** Belge Bölümü **
Yargıtay Kararı 6. Ceza Dairesi 2021/24269 E. 2023/9960 K. 11.04.2023 T.

YARGITAY KARARI
DAİRE : 6. Ceza Dairesi
ESAS NO : 2021/24269
KARAR NO : 2023/9960
KARAR TARİHİ : 11.04.2023

İNCELENEN KARARIN
MAHKEMESİ :Ceza Dairesi
SUÇ : Nitelikli yağma
HÜKÜMLER : İstinaf başvurusunun esastan reddi

Sanıklar Sahadat Bayramov ve … müdafileri duruşmalı inceleme talebinde bulunmuş ise de; 01.02.2018 tarihli ve 7079 sayılı Kanun’un 94. maddesi ile değişik 5271 sayılı Ceza Muhakemesi Kanunu’nun (5271 sayılı Kanun) 299 uncu maddesi gereğince takdiren duruşmasız olarak yapılan incelemede;

İlk Derece Mahkemesince verilen hükümlere yönelik istinaf incelemesi üzerine Bölge Adliye Mahkemesi tarafından verilen kararın; 5271 sayılı Kanun’un 286 ncı maddesinin birinci fıkrası uyarınca temyiz edilebilir olduğu, 260 ıncı maddesinin birinci fıkrası gereği temyiz edenlerin hükümleri temyize hak ve yetkilerinin bulunduğu, 291 inci maddesinin birinci fıkrası gereği temyiz istemlerinin süresinde olduğu, 294 üncü maddesinin birinci fıkrası gereği temyiz dilekçelerinde temyiz sebeplerine yer verildiği, 298 inci maddesinin birinci fıkrası gereği temyiz istemlerinin reddini gerektirir bir durumun bulunmadığı yapılan ön inceleme neticesinde tespit edilmekle, gereği düşünüldü:

I. HUKUKÎ SÜREÇ
1. … Cumhuriyet Başsavcılığının 09.08.2017 tarihli ve 2017/67360 soruşturma numaralı iddianamesi ile sanıklar hakkında nitelikli yağma suçundan, 5237 sayılı Türk Ceza Kanunu’nun (5237 sayılı Kanun) 37 nci maddesinin birinci fıkrası ve 149 uncu maddesinin birinci fıkrasının (c) bendi uyarınca cezalandırılmaları istemiyle kamu davası açılmıştır.

** Verilen Görev a **
Aşağıdaki kayıtlarda "steel" sözcüğünü içeren her satırı döndürün.

** Gösterilen Veriler **

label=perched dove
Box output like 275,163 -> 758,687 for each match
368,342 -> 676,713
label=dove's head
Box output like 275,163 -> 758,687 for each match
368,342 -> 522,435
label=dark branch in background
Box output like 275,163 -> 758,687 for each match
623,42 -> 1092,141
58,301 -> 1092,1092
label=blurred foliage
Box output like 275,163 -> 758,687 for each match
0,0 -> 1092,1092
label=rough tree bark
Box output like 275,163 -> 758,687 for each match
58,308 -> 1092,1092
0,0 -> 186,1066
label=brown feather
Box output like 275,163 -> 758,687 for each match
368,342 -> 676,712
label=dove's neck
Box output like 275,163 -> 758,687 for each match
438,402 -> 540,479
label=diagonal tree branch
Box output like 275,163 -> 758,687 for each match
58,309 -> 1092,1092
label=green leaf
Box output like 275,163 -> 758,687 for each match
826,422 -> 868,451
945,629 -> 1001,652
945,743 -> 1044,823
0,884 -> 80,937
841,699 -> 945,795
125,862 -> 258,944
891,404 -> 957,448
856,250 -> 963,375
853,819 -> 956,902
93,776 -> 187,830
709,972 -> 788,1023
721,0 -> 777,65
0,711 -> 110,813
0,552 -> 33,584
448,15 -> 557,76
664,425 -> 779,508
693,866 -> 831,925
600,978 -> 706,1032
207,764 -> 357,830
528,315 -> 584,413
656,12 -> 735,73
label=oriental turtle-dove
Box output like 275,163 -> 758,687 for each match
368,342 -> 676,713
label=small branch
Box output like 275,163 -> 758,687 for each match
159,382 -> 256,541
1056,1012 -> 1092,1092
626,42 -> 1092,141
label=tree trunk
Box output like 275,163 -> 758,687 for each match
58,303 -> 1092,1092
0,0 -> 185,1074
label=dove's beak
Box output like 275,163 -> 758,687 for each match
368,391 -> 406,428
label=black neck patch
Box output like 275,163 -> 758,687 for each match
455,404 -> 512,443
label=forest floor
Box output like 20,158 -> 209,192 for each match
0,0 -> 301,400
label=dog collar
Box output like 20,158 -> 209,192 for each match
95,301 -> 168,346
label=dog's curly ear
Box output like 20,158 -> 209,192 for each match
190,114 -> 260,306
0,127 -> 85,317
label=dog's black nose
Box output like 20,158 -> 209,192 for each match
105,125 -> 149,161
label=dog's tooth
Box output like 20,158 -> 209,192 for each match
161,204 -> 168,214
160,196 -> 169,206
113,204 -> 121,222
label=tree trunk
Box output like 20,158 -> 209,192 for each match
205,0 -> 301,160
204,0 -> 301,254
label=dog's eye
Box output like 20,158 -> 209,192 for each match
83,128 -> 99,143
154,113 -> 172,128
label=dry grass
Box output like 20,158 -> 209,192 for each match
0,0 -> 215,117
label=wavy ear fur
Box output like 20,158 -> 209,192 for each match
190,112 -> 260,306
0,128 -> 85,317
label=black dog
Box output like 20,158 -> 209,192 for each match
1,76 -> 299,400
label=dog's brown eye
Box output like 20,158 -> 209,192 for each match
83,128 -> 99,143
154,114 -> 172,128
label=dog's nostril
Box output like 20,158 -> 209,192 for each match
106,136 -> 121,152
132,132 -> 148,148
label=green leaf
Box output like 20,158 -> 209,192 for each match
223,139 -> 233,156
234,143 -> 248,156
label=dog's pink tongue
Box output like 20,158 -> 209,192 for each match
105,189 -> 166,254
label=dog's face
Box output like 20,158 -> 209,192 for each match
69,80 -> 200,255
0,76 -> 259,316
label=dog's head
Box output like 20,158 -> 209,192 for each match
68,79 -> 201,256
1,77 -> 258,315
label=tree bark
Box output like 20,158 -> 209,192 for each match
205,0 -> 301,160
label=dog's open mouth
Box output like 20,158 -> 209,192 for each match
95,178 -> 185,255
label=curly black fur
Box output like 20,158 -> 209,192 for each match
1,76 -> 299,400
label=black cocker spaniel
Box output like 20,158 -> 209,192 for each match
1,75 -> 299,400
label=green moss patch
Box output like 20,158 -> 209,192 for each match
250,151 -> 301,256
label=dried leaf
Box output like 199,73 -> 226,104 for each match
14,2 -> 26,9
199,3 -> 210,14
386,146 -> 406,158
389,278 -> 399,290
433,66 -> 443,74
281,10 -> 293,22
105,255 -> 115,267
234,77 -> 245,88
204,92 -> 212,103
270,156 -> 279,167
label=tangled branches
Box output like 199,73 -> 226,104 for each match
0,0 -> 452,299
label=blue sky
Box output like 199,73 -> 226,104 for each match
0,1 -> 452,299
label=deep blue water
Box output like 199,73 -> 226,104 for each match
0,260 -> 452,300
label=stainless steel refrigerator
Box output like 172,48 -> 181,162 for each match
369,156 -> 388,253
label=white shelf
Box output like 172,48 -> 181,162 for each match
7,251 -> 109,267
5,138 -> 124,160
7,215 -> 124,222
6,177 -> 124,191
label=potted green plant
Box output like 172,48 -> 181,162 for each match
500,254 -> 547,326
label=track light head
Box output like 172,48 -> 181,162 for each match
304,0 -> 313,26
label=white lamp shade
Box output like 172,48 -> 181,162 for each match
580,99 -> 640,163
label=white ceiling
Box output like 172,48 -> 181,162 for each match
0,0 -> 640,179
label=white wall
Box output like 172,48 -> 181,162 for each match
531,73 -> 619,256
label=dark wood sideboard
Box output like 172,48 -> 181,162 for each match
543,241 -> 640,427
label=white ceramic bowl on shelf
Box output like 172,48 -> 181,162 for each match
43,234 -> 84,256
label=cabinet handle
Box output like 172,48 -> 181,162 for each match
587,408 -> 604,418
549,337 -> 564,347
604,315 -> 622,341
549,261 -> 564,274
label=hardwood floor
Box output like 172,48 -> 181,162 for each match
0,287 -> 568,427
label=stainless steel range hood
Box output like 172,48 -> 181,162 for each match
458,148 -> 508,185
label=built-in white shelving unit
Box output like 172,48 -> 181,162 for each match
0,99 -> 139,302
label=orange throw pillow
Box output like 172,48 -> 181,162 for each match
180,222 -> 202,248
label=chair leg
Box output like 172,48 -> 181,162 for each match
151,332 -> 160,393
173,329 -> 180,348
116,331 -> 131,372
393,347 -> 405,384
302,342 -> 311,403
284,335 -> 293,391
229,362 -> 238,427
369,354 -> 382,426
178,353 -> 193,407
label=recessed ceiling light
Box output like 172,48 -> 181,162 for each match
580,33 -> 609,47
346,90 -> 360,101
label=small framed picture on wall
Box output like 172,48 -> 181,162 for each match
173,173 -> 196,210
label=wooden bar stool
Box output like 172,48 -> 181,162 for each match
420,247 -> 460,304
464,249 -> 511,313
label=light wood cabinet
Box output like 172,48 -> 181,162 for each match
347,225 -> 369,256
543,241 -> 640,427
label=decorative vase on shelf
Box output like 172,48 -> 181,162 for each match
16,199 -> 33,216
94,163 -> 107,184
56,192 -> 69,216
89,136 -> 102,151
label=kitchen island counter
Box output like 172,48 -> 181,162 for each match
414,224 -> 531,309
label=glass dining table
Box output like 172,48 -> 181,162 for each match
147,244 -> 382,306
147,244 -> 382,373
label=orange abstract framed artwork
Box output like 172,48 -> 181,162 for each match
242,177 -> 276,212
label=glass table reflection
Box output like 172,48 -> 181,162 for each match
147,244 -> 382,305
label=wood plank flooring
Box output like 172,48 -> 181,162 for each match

** Verilen Görev b **
Yargıtay kararında "I. HUKUKÎ SÜREÇ" ile "kamu davası açılmıştır." arasında kalan bölümü, bu iki ifade de dahil olmak üzere, harfi harfine yazın.

** Cevap a **
label=stainless steel refrigerator
label=stainless steel range hood

** Cevap b **
I. HUKUKÎ SÜREÇ
1. … Cumhuriyet Başsavcılığının 09.08.2017 tarihli ve 2017/67360 soruşturma numaralı iddianamesi ile sanıklar hakkında nitelikli yağma suçundan, 5237 sayılı Türk Ceza Kanunu’nun (5237 sayılı Kanun) 37 nci maddesinin birinci fıkrası ve 149 uncu maddesinin birinci fıkrasının (c) bendi uyarınca cezalandırılmaları istemiyle kamu davası açılmıştır.